Task to complete >> Copy out all of the records. Keep every word exact.

Data >>
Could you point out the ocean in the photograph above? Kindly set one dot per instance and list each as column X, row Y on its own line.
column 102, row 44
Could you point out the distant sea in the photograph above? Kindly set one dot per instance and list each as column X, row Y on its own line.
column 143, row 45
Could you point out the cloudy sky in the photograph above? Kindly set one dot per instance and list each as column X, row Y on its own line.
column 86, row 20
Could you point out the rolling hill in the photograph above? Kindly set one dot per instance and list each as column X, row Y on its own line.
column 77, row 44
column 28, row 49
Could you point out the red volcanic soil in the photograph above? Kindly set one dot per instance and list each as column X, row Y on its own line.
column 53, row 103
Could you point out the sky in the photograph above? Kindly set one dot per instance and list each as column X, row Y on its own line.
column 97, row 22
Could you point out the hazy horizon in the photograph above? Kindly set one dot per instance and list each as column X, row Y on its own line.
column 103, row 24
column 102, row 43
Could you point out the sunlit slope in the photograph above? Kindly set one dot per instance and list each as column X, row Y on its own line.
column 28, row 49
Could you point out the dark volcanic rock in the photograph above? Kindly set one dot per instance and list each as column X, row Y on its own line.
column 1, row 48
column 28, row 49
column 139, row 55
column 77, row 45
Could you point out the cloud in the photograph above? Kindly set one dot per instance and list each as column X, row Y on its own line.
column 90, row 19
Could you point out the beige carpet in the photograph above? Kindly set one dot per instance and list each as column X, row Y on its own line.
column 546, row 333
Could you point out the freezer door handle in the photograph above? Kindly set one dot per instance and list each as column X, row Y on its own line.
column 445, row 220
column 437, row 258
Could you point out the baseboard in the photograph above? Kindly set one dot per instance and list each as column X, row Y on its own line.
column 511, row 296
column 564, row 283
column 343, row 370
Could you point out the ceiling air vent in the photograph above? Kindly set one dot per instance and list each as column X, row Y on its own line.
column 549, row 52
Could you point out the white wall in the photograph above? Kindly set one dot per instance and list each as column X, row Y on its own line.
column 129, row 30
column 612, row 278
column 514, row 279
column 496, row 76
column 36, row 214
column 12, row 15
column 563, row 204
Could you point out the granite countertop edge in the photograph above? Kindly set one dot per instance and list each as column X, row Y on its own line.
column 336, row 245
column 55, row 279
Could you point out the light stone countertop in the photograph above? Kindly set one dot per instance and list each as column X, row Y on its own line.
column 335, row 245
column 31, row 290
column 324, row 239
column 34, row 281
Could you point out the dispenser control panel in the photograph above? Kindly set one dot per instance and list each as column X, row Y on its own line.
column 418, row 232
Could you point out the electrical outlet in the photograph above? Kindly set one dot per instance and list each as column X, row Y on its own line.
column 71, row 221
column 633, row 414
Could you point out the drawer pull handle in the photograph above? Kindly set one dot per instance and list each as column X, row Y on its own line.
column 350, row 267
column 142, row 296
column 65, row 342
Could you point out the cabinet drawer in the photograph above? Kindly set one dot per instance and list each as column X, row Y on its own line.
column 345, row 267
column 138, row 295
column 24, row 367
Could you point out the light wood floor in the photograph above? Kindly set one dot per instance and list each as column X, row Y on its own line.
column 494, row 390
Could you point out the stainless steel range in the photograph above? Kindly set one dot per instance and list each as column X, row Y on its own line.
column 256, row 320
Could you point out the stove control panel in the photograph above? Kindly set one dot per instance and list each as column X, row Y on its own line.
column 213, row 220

Response >>
Could you point out the ocean in the photograph above? Kindly set one dot per instance and list each as column X, row Y on its own line.
column 102, row 44
Could you point out the distant sea in the photograph above? Kindly set one dot per instance and list each as column X, row Y on its own line.
column 143, row 45
Could you point out the cloudy sky in the photograph above? Kindly set one dot per instance and list each as column X, row Y on its own line.
column 86, row 20
Could you point out the rolling hill in the photograph above? Kindly set one dot per instance and list each as column X, row Y on its own line.
column 77, row 44
column 28, row 49
Could you point out the red volcanic soil in the photograph above? Kindly set one dot per instance and list each as column X, row Y on its own line.
column 53, row 103
Could you point out the sky in the photograph above? Kindly set one dot per instance and list each as column X, row Y on its own line.
column 97, row 22
Could you point out the hazy horizon in the photograph above? Kindly set one dot per instance and list each as column X, row Y on its own line.
column 103, row 24
column 102, row 43
Could you point out the sunlit slope in the photograph above? Kindly set one dot per instance and list each as column X, row Y on its own line.
column 28, row 49
Could you point out the dark volcanic rock in the photograph above? Kindly set one dot per instance and list each as column X, row Y on its own line.
column 1, row 48
column 28, row 49
column 139, row 55
column 77, row 45
Could you point out the cloud in the photograph above? Kindly set one dot per instance and list each as column X, row Y on its own line.
column 90, row 19
Could you point out the beige carpet in the photograph above? Kindly set one dot per instance and list each as column X, row Y on its own line.
column 546, row 333
Could you point out the freezer door handle in the photograph above? Kindly set one dot per instance and list each as column X, row Y on its own line.
column 445, row 220
column 437, row 258
Could you point out the baseboard in the photograph above? Kindly set one dot per instance and list each as column X, row Y on its own line.
column 511, row 296
column 564, row 283
column 343, row 370
Could you point out the ceiling air vent in the photograph above? Kindly set one dot per instance and list each as column X, row Y on its own line.
column 549, row 52
Could you point out the white wall in the photograph above? Kindly set one dot per instance and list each as column X, row Y on its own line.
column 129, row 30
column 612, row 278
column 514, row 279
column 496, row 76
column 36, row 214
column 12, row 15
column 563, row 204
Could you point out the granite countertop edge in the photograph above? Kindly set one dot per instance and list each as column X, row Y on its own line.
column 336, row 245
column 55, row 279
Could you point out the light stone countertop in the photograph above? Kindly set one dot per instance and list each as column X, row Y on its own line.
column 335, row 245
column 31, row 290
column 324, row 239
column 34, row 281
Could you point out the dispenser control panel in the photograph above? Kindly set one dot per instance and list each as column X, row Y on its own line.
column 418, row 232
Could you point out the electrical outlet in the photograph above? Kindly set one dot per instance and list each as column X, row Y on its own line.
column 71, row 221
column 633, row 414
Could you point out the drawer pull handle in the photograph above? Kindly set one dot per instance and list each as column X, row Y on its own line.
column 350, row 267
column 142, row 296
column 65, row 342
Could you point out the cabinet drawer in the photograph above? Kindly set one dot per instance and list each as column X, row Y on its own line.
column 345, row 267
column 138, row 295
column 24, row 367
Could you point out the light wood floor in the photograph above? Kindly set one dot per instance and list each as column X, row Y on its own line.
column 494, row 390
Could you point out the stainless steel range in the photograph above? Kindly set one dot per instance and list each as column X, row Y on its own line.
column 256, row 320
Could you point out the stove control panel in the photograph above? Kindly set one dot per instance and list each as column X, row Y on its own line.
column 213, row 220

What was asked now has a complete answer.